--- start of DATASET ROWS ---

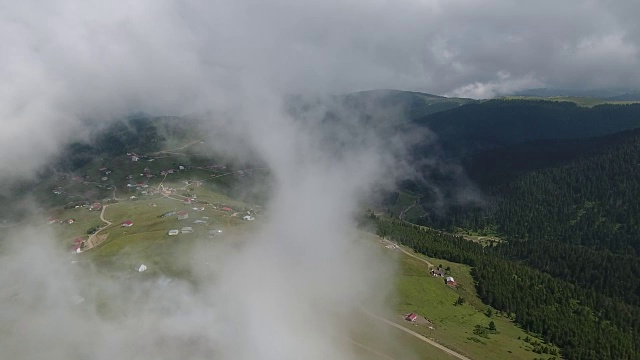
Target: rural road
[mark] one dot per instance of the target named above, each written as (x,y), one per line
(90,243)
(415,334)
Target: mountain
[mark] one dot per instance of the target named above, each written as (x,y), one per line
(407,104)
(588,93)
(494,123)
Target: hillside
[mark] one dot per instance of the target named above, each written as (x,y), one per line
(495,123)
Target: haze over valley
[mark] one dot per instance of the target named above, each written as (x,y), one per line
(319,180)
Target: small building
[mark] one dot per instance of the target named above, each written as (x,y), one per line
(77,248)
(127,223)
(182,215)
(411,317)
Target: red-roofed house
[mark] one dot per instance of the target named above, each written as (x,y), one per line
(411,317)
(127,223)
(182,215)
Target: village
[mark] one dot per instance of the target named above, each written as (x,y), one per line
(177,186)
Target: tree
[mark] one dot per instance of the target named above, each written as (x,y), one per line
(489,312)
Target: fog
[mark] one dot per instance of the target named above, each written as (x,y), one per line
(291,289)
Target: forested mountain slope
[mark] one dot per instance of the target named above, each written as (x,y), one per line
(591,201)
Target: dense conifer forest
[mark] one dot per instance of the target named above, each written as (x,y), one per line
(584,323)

--- end of DATASET ROWS ---
--- start of DATASET ROWS ---

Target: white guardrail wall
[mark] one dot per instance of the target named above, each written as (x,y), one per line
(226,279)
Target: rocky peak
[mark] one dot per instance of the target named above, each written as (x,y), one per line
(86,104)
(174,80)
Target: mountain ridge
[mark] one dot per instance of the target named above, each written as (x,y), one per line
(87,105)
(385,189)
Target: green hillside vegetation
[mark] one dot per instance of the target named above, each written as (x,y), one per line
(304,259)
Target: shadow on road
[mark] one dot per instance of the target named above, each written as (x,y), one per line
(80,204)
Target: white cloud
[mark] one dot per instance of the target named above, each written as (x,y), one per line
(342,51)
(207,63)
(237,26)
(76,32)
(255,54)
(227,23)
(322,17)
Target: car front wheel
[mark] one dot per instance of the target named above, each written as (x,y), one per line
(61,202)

--- end of DATASET ROWS ---

Pick out each line above that contains the string "road". Treat uppercase and lowercase as different.

Target: rural road
Target: shadow on road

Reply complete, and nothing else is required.